[Source records]
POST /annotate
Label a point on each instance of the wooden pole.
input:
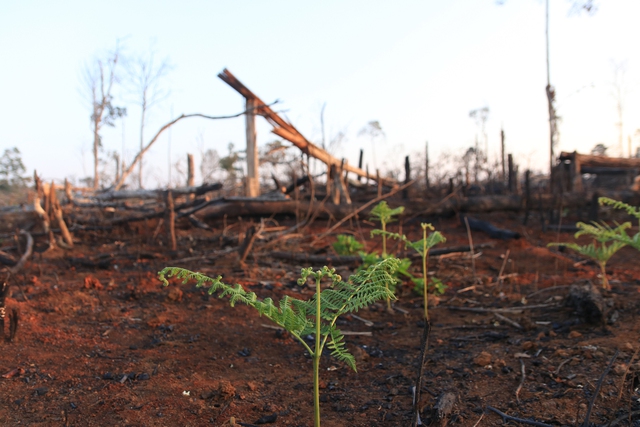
(511, 174)
(335, 184)
(426, 167)
(527, 196)
(504, 176)
(191, 171)
(252, 188)
(57, 212)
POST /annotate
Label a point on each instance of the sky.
(417, 67)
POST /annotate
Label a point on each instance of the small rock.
(360, 354)
(175, 294)
(92, 282)
(620, 369)
(226, 389)
(483, 359)
(267, 419)
(41, 391)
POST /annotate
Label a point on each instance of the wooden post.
(116, 157)
(407, 177)
(171, 221)
(252, 185)
(511, 174)
(191, 170)
(527, 196)
(426, 166)
(576, 173)
(504, 177)
(334, 177)
(57, 212)
(343, 181)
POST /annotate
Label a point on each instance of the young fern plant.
(346, 244)
(317, 315)
(604, 246)
(383, 213)
(622, 236)
(422, 247)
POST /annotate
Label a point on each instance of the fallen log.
(158, 193)
(357, 259)
(486, 227)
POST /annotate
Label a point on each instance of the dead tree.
(99, 80)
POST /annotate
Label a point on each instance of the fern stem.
(425, 258)
(605, 281)
(316, 359)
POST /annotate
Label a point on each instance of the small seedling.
(621, 235)
(383, 213)
(607, 245)
(422, 247)
(316, 316)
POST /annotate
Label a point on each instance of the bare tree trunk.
(142, 119)
(252, 179)
(126, 172)
(96, 147)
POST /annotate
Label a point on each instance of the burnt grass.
(102, 342)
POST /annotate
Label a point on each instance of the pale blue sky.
(418, 67)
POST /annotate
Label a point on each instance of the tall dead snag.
(99, 79)
(252, 188)
(171, 221)
(57, 212)
(191, 169)
(126, 172)
(286, 130)
(37, 206)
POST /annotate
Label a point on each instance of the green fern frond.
(338, 349)
(631, 210)
(432, 239)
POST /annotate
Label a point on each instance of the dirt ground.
(102, 343)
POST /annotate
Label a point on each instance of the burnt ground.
(101, 342)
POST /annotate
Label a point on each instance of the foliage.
(621, 235)
(383, 213)
(316, 316)
(12, 169)
(346, 244)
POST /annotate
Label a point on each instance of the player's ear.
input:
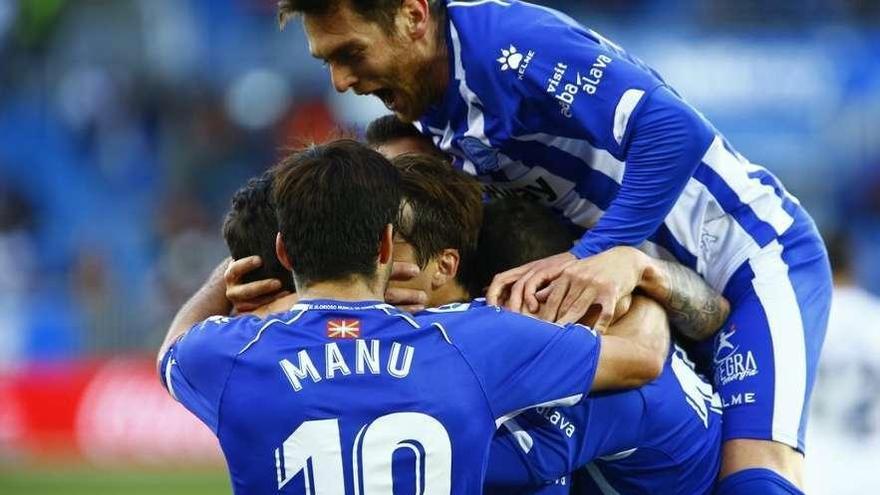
(281, 253)
(448, 262)
(386, 245)
(416, 18)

### Task requirements
Report each line of the records above that contains the word "wooden", copying those lines in full.

### Output of the exercise
Label a point on each instance of the wooden pole.
Label a point on each instance of the wooden post.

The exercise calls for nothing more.